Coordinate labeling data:

────────────────────────────────────────

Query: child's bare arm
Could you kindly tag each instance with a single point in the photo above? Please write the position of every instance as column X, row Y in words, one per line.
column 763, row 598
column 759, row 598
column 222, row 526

────────────────────────────────────────

Write out all of the records above again, line for line and without any change.

Full solution:
Query: child's bare arm
Could you kindly tag each instance with a single point in the photo above? Please write the position of every instance as column X, row Y in words, one per line.
column 763, row 598
column 759, row 598
column 222, row 526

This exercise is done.